[What the task asks] Convert every line of the items below into a Markdown table with the columns Row and Text. Put each line's number in Row and the line itself in Text, and leave out blank lines.

[The input]
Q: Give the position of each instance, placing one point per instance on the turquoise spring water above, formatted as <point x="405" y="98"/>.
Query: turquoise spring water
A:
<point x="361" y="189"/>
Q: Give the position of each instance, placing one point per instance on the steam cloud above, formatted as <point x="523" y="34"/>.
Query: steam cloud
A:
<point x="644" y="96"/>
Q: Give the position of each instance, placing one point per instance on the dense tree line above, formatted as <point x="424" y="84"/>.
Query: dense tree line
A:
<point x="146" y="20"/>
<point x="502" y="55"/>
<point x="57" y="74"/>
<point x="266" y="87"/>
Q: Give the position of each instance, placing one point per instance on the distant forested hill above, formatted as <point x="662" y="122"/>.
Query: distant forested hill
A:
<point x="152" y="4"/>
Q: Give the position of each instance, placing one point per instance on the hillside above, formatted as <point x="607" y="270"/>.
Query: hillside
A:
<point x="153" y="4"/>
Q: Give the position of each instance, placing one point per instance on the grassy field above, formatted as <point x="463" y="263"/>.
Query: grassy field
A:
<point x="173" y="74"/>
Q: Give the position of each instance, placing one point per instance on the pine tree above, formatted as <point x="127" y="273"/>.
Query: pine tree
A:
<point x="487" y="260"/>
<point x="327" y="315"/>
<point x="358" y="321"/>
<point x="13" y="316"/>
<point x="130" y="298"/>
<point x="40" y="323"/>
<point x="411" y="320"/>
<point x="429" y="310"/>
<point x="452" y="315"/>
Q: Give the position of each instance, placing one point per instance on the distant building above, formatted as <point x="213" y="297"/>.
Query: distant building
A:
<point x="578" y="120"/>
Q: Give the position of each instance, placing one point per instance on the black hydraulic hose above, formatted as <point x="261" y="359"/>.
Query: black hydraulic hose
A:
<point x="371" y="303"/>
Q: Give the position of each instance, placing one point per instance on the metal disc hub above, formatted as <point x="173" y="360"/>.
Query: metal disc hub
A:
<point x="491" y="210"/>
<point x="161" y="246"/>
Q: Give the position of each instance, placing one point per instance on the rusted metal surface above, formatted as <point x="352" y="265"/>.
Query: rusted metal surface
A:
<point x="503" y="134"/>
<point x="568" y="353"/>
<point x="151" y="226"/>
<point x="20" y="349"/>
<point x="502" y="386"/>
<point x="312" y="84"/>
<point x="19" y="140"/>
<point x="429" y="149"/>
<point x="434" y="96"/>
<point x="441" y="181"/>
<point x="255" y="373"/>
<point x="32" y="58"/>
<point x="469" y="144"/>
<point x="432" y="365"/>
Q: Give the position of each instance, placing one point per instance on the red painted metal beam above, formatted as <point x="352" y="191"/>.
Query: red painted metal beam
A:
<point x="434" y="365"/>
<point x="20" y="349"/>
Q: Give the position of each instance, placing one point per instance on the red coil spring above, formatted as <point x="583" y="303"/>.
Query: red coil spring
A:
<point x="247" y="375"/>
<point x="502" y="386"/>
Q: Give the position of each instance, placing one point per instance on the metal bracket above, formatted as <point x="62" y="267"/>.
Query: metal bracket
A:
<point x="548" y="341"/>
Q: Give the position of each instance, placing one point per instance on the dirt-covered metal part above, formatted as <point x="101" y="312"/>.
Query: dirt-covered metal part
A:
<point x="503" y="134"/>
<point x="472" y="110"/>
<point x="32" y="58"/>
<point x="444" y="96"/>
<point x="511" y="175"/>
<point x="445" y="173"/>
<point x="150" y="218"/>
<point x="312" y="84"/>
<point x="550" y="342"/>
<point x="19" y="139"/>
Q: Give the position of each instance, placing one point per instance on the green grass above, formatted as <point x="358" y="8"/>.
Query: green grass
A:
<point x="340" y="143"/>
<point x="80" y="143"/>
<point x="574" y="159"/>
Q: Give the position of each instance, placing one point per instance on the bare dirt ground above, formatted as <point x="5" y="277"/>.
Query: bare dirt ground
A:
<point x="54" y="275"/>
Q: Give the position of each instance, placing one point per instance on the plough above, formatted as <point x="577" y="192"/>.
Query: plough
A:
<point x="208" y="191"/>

[Result for this exercise]
| Row | Text |
|---|---|
| 1 | Q: Give the position of each instance, placing one point per instance on the turquoise spring water above, formatted as <point x="405" y="98"/>. |
| 2 | Query: turquoise spring water |
| 3 | A: |
| 4 | <point x="361" y="189"/> |
| 5 | Q: Give the position of each instance, placing one point per instance on the steam cloud above, formatted as <point x="523" y="34"/>. |
| 6 | Query: steam cloud |
| 7 | A: |
| 8 | <point x="644" y="96"/> |
| 9 | Q: Give the position of each instance, placing one point per instance on the dense tree line above, formatted as <point x="424" y="84"/>. |
| 10 | Query: dense tree line |
| 11 | A: |
| 12 | <point x="146" y="20"/> |
| 13 | <point x="502" y="55"/> |
| 14 | <point x="57" y="74"/> |
| 15 | <point x="266" y="87"/> |
| 16 | Q: Give the position of each instance, placing one point per instance on the distant forested hill above, formatted as <point x="662" y="122"/>. |
| 17 | Query: distant forested hill |
| 18 | A: |
| 19 | <point x="152" y="4"/> |
| 20 | Q: Give the position of each instance, placing one point per instance on the hillside above, formatted as <point x="607" y="270"/>. |
| 21 | Query: hillside |
| 22 | A: |
| 23 | <point x="153" y="4"/> |
| 24 | Q: Give the position of each instance, placing one point per instance on the grassy field above, formatted as <point x="463" y="263"/>. |
| 25 | Query: grassy field |
| 26 | A: |
| 27 | <point x="173" y="74"/> |
| 28 | Q: Give the position of each instance, placing one point per instance on the pine tree above, formatted as <point x="127" y="273"/>. |
| 29 | Query: pine tree |
| 30 | A: |
| 31 | <point x="487" y="260"/> |
| 32 | <point x="327" y="315"/> |
| 33 | <point x="358" y="321"/> |
| 34 | <point x="13" y="316"/> |
| 35 | <point x="130" y="298"/> |
| 36 | <point x="40" y="323"/> |
| 37 | <point x="411" y="320"/> |
| 38 | <point x="429" y="310"/> |
| 39 | <point x="452" y="315"/> |
| 40 | Q: Give the position of each instance, placing one point per instance on the distant building above, formatted as <point x="213" y="297"/>. |
| 41 | Query: distant building |
| 42 | A: |
| 43 | <point x="578" y="120"/> |
| 44 | Q: Give the position of each instance, placing one point per instance on the black hydraulic hose above, formatted as <point x="261" y="359"/>. |
| 45 | Query: black hydraulic hose |
| 46 | A: |
| 47 | <point x="371" y="303"/> |
| 48 | Q: Give the position of each instance, placing one point per instance on the metal disc hub above, formatted as <point x="173" y="360"/>. |
| 49 | Query: metal disc hub |
| 50 | A: |
| 51 | <point x="491" y="210"/> |
| 52 | <point x="161" y="246"/> |
| 53 | Q: Give the position of each instance, placing one point per instance on the rusted metal surface above, formatted as <point x="352" y="265"/>. |
| 54 | Query: rusted metal surface |
| 55 | A: |
| 56 | <point x="503" y="134"/> |
| 57 | <point x="568" y="353"/> |
| 58 | <point x="151" y="226"/> |
| 59 | <point x="20" y="349"/> |
| 60 | <point x="502" y="386"/> |
| 61 | <point x="312" y="84"/> |
| 62 | <point x="19" y="140"/> |
| 63 | <point x="429" y="149"/> |
| 64 | <point x="434" y="96"/> |
| 65 | <point x="441" y="181"/> |
| 66 | <point x="255" y="373"/> |
| 67 | <point x="32" y="58"/> |
| 68 | <point x="469" y="144"/> |
| 69 | <point x="432" y="365"/> |
| 70 | Q: Give the position of each instance, placing one point per instance on the red painted metal beam above, formatted as <point x="352" y="191"/>. |
| 71 | Query: red painted metal beam |
| 72 | A: |
| 73 | <point x="434" y="365"/> |
| 74 | <point x="20" y="349"/> |
| 75 | Q: Give the position of each instance, placing one point per instance on the red coil spring above, formatted as <point x="583" y="303"/>. |
| 76 | Query: red coil spring |
| 77 | A: |
| 78 | <point x="247" y="375"/> |
| 79 | <point x="502" y="386"/> |
| 80 | Q: Give the position of each instance, placing one point per instance on the metal bracket above, formatted as <point x="62" y="267"/>. |
| 81 | Query: metal bracket |
| 82 | A: |
| 83 | <point x="548" y="341"/> |
| 84 | Q: Give the position of each instance, placing one point per instance on the dirt-covered metal part above, formatted as <point x="101" y="312"/>. |
| 85 | Query: dirt-covered metal part |
| 86 | A: |
| 87 | <point x="503" y="134"/> |
| 88 | <point x="472" y="110"/> |
| 89 | <point x="32" y="58"/> |
| 90 | <point x="444" y="96"/> |
| 91 | <point x="511" y="175"/> |
| 92 | <point x="445" y="173"/> |
| 93 | <point x="150" y="218"/> |
| 94 | <point x="312" y="84"/> |
| 95 | <point x="550" y="342"/> |
| 96 | <point x="19" y="139"/> |
| 97 | Q: Give the position of each instance, placing one point per instance on the green grass above, formatted as <point x="358" y="8"/>. |
| 98 | Query: green grass |
| 99 | A: |
| 100 | <point x="340" y="143"/> |
| 101 | <point x="80" y="143"/> |
| 102 | <point x="574" y="159"/> |
| 103 | Q: Give the position of each instance, placing one point per instance on the bare dirt ground above, formatted as <point x="5" y="277"/>. |
| 104 | Query: bare dirt ground |
| 105 | A: |
| 106 | <point x="54" y="275"/> |
| 107 | Q: Give the position of each instance, placing one point per instance on the plough above, formatted as <point x="577" y="192"/>. |
| 108 | Query: plough |
| 109 | A: |
| 110 | <point x="208" y="191"/> |